▶ [TASK INSTRUCTIONS] Every line with the string "strand" in it belongs in your answer, so copy them all from the data.

━━━━━━━━━━━━━━━━━━━━

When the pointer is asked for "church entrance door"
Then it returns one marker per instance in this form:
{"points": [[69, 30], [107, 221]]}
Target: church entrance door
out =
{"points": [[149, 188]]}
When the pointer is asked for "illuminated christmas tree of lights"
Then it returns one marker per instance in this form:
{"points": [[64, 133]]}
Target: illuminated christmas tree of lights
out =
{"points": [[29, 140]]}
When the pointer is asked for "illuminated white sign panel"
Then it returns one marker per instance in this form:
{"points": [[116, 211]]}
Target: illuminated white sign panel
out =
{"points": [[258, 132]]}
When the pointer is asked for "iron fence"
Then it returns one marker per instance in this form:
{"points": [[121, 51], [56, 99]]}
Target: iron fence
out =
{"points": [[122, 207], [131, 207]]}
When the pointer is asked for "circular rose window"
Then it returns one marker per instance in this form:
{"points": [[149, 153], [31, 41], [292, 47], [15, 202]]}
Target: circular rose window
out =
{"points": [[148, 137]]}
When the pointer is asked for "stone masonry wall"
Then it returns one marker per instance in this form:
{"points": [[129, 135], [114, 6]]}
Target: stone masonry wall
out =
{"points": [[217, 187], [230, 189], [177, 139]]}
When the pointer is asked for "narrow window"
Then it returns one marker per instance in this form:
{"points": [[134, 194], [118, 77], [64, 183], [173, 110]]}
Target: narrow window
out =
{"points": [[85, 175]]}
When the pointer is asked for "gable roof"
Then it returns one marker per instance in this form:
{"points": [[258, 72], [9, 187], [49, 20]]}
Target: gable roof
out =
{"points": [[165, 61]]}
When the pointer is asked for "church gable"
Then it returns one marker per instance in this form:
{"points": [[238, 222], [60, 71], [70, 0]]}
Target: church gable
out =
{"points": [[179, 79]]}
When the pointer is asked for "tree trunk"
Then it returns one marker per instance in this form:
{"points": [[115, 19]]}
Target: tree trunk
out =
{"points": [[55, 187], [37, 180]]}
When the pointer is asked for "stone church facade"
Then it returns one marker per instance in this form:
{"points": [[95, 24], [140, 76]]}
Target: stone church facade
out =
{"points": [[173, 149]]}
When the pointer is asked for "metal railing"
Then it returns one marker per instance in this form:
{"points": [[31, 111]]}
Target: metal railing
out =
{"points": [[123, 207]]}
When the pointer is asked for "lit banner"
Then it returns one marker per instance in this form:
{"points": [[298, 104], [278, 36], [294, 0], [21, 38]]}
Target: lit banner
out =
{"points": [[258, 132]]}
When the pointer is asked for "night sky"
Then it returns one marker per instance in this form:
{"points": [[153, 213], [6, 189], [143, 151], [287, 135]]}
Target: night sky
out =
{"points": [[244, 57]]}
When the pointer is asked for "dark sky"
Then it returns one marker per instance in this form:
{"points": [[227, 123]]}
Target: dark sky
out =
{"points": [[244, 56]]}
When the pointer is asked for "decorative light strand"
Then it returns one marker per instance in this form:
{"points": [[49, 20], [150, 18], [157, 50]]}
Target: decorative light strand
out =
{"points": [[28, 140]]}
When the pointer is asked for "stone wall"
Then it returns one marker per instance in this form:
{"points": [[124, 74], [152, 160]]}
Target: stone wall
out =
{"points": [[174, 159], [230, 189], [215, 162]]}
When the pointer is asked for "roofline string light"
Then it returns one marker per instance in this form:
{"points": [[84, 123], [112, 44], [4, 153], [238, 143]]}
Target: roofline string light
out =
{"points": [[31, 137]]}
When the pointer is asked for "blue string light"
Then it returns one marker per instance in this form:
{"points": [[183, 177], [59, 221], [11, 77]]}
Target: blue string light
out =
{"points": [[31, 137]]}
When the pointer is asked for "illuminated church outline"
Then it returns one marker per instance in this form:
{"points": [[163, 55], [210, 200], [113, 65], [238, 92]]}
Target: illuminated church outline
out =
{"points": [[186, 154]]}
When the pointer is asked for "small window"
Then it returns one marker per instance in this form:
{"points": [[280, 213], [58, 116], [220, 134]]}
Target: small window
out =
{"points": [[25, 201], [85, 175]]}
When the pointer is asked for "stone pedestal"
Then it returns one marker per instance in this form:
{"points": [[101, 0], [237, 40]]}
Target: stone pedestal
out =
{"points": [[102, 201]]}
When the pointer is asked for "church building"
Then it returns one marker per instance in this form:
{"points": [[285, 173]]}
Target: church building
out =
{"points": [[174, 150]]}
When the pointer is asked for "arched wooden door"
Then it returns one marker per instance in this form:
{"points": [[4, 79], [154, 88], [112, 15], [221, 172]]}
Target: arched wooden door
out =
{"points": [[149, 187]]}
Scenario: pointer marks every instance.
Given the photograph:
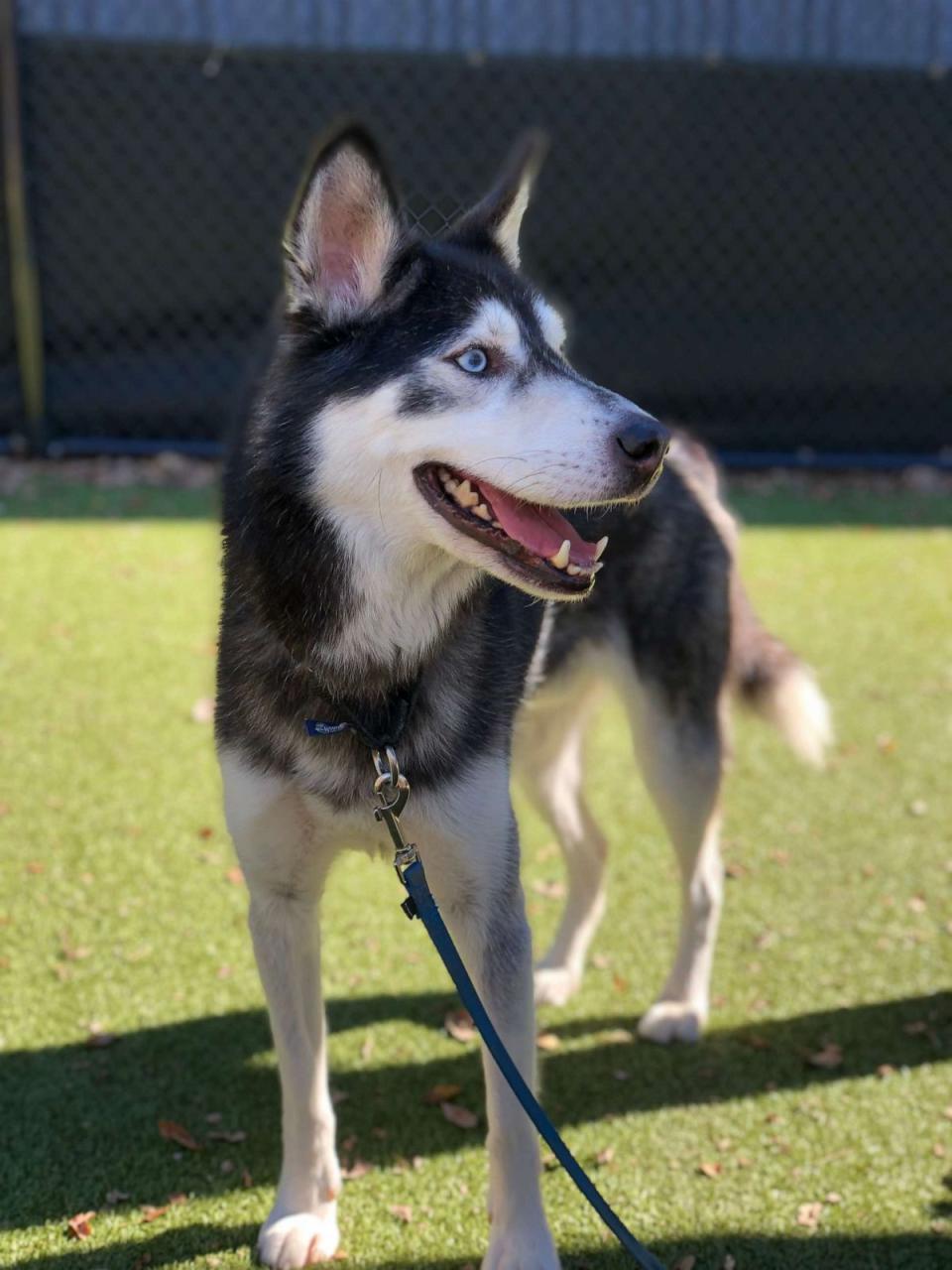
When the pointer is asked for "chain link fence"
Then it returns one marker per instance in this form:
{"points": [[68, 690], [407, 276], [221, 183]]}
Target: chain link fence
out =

━━━━━━━━━━━━━━━━━━━━

▶ [PROBLEM SOLUTION]
When the pointer is asked for "decorative light strand"
Target: decorative light strand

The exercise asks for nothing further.